• Doel: Herschrijf de onderstaande records en vervang daarin elke keer "dry pine straw" door "brown pine needles". Laat al het andere precies zoals het is.

• Invoergegevens:
==================================================

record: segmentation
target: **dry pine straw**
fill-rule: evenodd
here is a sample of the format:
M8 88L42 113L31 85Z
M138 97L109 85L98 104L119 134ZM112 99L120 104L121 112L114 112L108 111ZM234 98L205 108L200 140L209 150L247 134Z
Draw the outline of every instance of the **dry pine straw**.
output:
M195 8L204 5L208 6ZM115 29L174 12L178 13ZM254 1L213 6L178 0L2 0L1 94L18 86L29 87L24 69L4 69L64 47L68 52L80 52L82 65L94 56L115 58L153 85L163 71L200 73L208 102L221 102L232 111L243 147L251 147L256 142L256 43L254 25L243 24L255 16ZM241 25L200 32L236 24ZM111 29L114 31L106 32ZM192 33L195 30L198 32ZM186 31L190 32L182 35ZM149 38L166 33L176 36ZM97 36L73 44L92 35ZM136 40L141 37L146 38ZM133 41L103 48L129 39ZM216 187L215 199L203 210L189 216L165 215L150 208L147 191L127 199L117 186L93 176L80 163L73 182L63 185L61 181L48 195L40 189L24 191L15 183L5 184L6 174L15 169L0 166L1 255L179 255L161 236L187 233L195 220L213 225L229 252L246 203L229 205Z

==================================================

• Uitgewerkte opdracht:
record: segmentation
target: **brown pine needles**
fill-rule: evenodd
here is a sample of the format:
M8 88L42 113L31 85Z
M138 97L109 85L98 104L119 134ZM112 99L120 104L121 112L114 112L108 111ZM234 98L205 108L200 140L209 150L247 134Z
Draw the outline of every instance of the **brown pine needles**.
output:
M195 8L204 5L208 6ZM115 29L174 12L178 13ZM254 1L213 6L178 0L2 0L1 94L18 86L29 87L24 69L4 69L64 47L68 52L80 52L82 65L94 56L115 58L153 85L163 71L200 73L208 102L221 102L232 111L243 147L251 147L256 142L256 43L254 25L243 24L255 16ZM241 25L200 32L236 24ZM111 29L114 31L106 32ZM192 33L195 30L198 32ZM186 31L190 32L182 35ZM149 38L166 33L176 36ZM97 36L73 44L92 35ZM136 40L141 37L146 38ZM133 41L103 48L129 39ZM216 187L215 199L203 210L189 216L165 215L150 208L147 191L127 199L117 186L93 176L80 163L73 182L63 185L61 181L48 195L40 189L24 191L15 183L5 184L6 174L15 169L0 166L1 255L179 255L161 236L187 233L195 220L213 225L229 252L246 203L229 205Z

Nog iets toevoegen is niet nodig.